To test this hypothesis, the methodology of the study of Khan et al. (2009) can be used. Specifically, a salt solution can be used to extract the soluble metal pool from soils following chloroform fumigation to estimate the soil metal fraction retained by the cells of microorganisms. This approach will help discern the relationship between cellular metal concentrations, the concentrations of metals in the soil solution, and the total metal concentrations in soils.
2. Fungi have greater tolerance of metals than bacteria do.
To test this hypothesis, the methodology of the study of Naveed et al. (2014) can be used. Specifically, DNA analysis can be used to quantify bacteria and fungi richness and diversity in soils with an increasing gradient of metal contents. Then, effective concentrations at 10% and 50% (EC10 and EC50) can be derived for fungal and bacterial responses, allowing the comparison of the sensitivity of fungi and bacteria to metal stress.

***

* Goal of the exercise: Please translate this sentence from the passage on soil metals into Spanish: "Fungi have greater tolerance of metals than bacteria do." Answer only from the passage on soil metals.

***

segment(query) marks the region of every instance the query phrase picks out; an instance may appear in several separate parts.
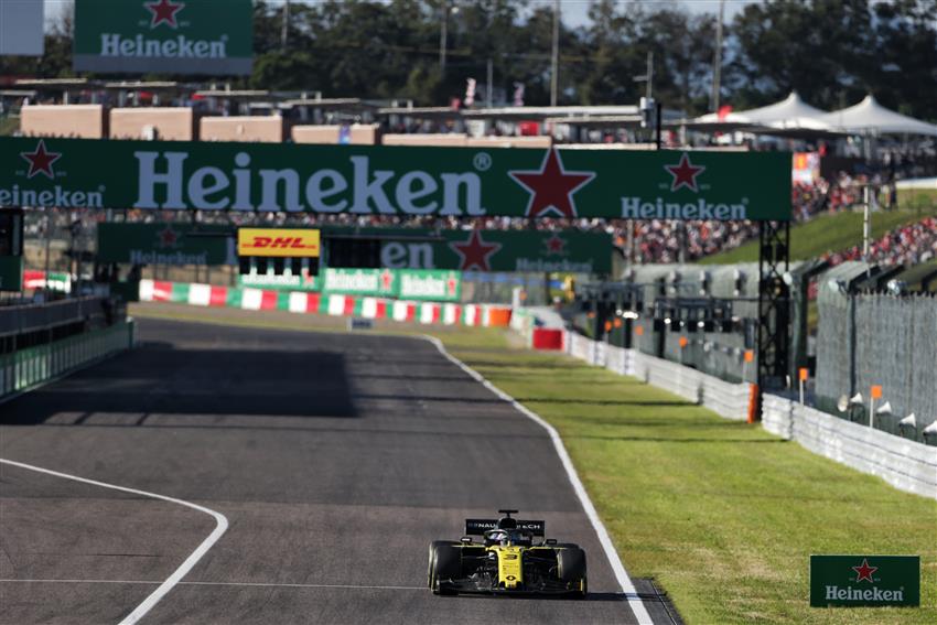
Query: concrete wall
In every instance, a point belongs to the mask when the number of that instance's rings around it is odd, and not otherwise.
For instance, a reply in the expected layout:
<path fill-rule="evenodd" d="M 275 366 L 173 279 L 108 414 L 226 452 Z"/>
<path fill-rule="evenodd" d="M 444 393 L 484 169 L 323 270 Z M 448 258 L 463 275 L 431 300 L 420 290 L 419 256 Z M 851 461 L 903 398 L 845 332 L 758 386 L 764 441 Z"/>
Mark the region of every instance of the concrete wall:
<path fill-rule="evenodd" d="M 293 126 L 290 134 L 294 143 L 338 143 L 341 126 Z M 352 146 L 375 146 L 380 142 L 380 127 L 377 123 L 355 123 L 348 128 L 348 143 Z"/>
<path fill-rule="evenodd" d="M 26 137 L 107 137 L 103 105 L 32 105 L 20 112 L 20 130 Z"/>
<path fill-rule="evenodd" d="M 515 311 L 521 320 L 529 313 Z M 523 330 L 518 321 L 511 324 Z M 613 347 L 567 331 L 566 352 L 586 363 L 622 375 L 634 376 L 701 403 L 728 419 L 747 417 L 752 385 L 730 384 L 696 369 L 661 360 L 634 349 Z M 937 499 L 937 448 L 873 430 L 827 414 L 797 401 L 765 394 L 762 398 L 762 427 L 807 450 L 841 464 L 877 475 L 907 493 Z"/>
<path fill-rule="evenodd" d="M 110 111 L 111 139 L 144 139 L 143 130 L 151 126 L 157 139 L 192 141 L 195 115 L 191 108 L 115 108 Z"/>
<path fill-rule="evenodd" d="M 203 141 L 281 143 L 284 128 L 280 116 L 203 117 L 198 122 L 198 137 Z"/>
<path fill-rule="evenodd" d="M 762 424 L 768 432 L 797 441 L 814 453 L 877 475 L 895 488 L 937 499 L 935 446 L 852 423 L 774 395 L 764 396 Z"/>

***

* Exercise answer: Los hongos tienen mayor tolerancia a los metales que las bacterias.